**** Source records ****

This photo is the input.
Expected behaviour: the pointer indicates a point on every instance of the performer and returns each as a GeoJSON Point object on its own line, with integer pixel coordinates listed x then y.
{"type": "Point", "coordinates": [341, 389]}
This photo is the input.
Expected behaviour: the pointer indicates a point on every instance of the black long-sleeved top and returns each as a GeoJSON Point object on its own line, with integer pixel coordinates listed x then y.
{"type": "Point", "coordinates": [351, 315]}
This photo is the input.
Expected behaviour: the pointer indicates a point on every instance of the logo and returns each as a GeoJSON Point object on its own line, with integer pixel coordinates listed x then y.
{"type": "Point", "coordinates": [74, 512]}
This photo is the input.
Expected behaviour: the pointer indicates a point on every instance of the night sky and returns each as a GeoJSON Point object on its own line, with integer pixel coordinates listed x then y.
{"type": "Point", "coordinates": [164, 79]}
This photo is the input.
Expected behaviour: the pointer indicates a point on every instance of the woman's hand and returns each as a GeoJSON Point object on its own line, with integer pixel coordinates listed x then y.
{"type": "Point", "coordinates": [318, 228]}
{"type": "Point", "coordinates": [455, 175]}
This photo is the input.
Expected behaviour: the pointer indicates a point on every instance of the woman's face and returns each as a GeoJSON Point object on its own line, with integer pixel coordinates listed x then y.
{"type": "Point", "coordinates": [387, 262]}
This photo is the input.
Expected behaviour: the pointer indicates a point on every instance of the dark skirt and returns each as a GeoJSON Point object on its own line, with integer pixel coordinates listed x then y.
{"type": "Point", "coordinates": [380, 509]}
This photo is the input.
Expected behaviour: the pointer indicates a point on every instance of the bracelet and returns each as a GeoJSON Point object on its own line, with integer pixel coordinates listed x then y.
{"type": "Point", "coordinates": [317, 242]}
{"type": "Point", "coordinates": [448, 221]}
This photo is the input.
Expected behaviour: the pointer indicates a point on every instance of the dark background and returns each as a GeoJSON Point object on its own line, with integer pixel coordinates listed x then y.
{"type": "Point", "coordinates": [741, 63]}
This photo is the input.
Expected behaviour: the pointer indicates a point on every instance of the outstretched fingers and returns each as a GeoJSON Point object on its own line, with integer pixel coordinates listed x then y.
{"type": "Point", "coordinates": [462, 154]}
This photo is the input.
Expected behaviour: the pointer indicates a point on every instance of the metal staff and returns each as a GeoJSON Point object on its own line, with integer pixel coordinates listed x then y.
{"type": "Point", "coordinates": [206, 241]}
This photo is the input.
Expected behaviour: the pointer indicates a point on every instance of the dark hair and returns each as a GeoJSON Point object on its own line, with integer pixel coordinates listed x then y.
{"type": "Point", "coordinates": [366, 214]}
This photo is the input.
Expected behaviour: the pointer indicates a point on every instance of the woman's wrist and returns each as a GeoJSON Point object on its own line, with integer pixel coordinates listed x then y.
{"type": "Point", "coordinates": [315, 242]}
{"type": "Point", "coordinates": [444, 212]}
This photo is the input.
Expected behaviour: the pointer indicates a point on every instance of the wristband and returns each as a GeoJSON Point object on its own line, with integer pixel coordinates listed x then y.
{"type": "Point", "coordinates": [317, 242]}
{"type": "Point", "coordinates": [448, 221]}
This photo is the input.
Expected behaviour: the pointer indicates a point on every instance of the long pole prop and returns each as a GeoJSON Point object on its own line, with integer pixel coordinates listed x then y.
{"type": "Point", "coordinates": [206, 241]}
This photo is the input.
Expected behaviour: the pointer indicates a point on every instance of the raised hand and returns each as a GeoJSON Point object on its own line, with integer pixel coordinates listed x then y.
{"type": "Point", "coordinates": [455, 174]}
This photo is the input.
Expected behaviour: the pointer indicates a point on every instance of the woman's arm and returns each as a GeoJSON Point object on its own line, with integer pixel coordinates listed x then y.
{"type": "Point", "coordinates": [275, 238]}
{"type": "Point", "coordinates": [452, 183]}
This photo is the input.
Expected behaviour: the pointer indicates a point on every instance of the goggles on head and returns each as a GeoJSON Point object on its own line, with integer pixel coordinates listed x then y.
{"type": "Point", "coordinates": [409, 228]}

****

Write out the material exactly as given.

This photo is the input.
Expected behaviour: the pointer indicates a point on every instance of the performer and returns each as a GeoJSON Point object on its own line, with integer pixel coordinates listed x then y.
{"type": "Point", "coordinates": [341, 389]}
This photo is the input.
Expected behaviour: the pointer indicates a point on every instance of the black long-sleeved top and returns each as a GeoJSON Point object on its own line, with integer pixel coordinates listed x then y.
{"type": "Point", "coordinates": [351, 315]}
This photo is the input.
Expected behaviour: the pointer indicates a point on every instance of the logo and returns each as a GeoJSON Point object on its own line, with integer pixel coordinates listed x then y.
{"type": "Point", "coordinates": [74, 512]}
This photo is the input.
Expected behaviour: the pointer indicates a point on every instance of the night sky and returns each as a GeoJSON Point object on its own line, with integer pixel coordinates listed x then y.
{"type": "Point", "coordinates": [164, 79]}
This photo is the input.
Expected behaviour: the pointer indicates a point on every instance of the woman's hand and returns each as a GeoJSON Point object on its own line, with integer pixel coordinates listed x then y.
{"type": "Point", "coordinates": [318, 228]}
{"type": "Point", "coordinates": [455, 175]}
This photo is the input.
Expected behaviour: the pointer indicates a point on every instance of the woman's face and returns each as a GeoJSON Point object on its own line, with integer pixel coordinates listed x then y.
{"type": "Point", "coordinates": [387, 262]}
This photo is the input.
Expected behaviour: the pointer indicates a point on every instance of the dark skirt and returns each as a GeoJSON Point object on its own line, with integer pixel coordinates listed x then y.
{"type": "Point", "coordinates": [380, 509]}
This photo is the input.
Expected behaviour: the pointer indicates a point on every instance of the bracelet and returns each as a GeoJSON Point object on its own line, with integer pixel coordinates listed x then y.
{"type": "Point", "coordinates": [317, 242]}
{"type": "Point", "coordinates": [448, 221]}
This photo is the input.
Expected behaviour: the pointer indicates a point on every instance of the dark background and returns each as a GeoJSON Point object on its own line, with integer pixel coordinates listed x then y.
{"type": "Point", "coordinates": [741, 63]}
This photo is the input.
Expected behaviour: the pointer indicates a point on every instance of the outstretched fingers and returns each as a GeoJSON Point object on its own line, with integer pixel coordinates listed x then y.
{"type": "Point", "coordinates": [462, 154]}
This photo is the input.
Expected behaviour: the pointer indicates a point on every instance of the metal staff and returns each as a GeoJSON Point object on its own line, with integer pixel coordinates listed x then y.
{"type": "Point", "coordinates": [206, 241]}
This photo is the input.
Expected behaviour: the pointer indicates a point on every instance of the dark hair and returns each as a GeoJSON Point object on its own line, with integer pixel coordinates listed x then y.
{"type": "Point", "coordinates": [366, 214]}
This photo is the input.
Expected behaviour: the pointer indicates a point on every instance of the woman's wrist and returns each as a GeoJSON Point object on its own line, with integer pixel coordinates listed x then y.
{"type": "Point", "coordinates": [315, 242]}
{"type": "Point", "coordinates": [444, 212]}
This photo is the input.
Expected behaviour: the pointer indicates a point on every instance of the wristband and returns each as a GeoJSON Point object on its own line, with integer pixel coordinates listed x then y.
{"type": "Point", "coordinates": [317, 242]}
{"type": "Point", "coordinates": [448, 221]}
This photo is the input.
Expected behaviour: the pointer indicates a point on every instance of the long pole prop and returns each as a GeoJSON Point object on its own line, with integer pixel coordinates listed x then y.
{"type": "Point", "coordinates": [206, 241]}
This photo is the input.
Expected behaviour: the pointer indicates a point on every instance of the raised hand and returns each as a GeoJSON Point object on its own line, with integer pixel coordinates listed x then y.
{"type": "Point", "coordinates": [455, 174]}
This photo is the input.
Expected behaviour: the pointer indicates a point on every instance of the woman's arm and returns each as a GeoJSON Point object on its own line, with integer pixel coordinates listed x then y.
{"type": "Point", "coordinates": [275, 238]}
{"type": "Point", "coordinates": [452, 183]}
This photo is the input.
Expected behaviour: the pointer indicates a point on every instance of the goggles on head and returns each as a GeoJSON Point object on its own line, with integer pixel coordinates listed x then y.
{"type": "Point", "coordinates": [409, 228]}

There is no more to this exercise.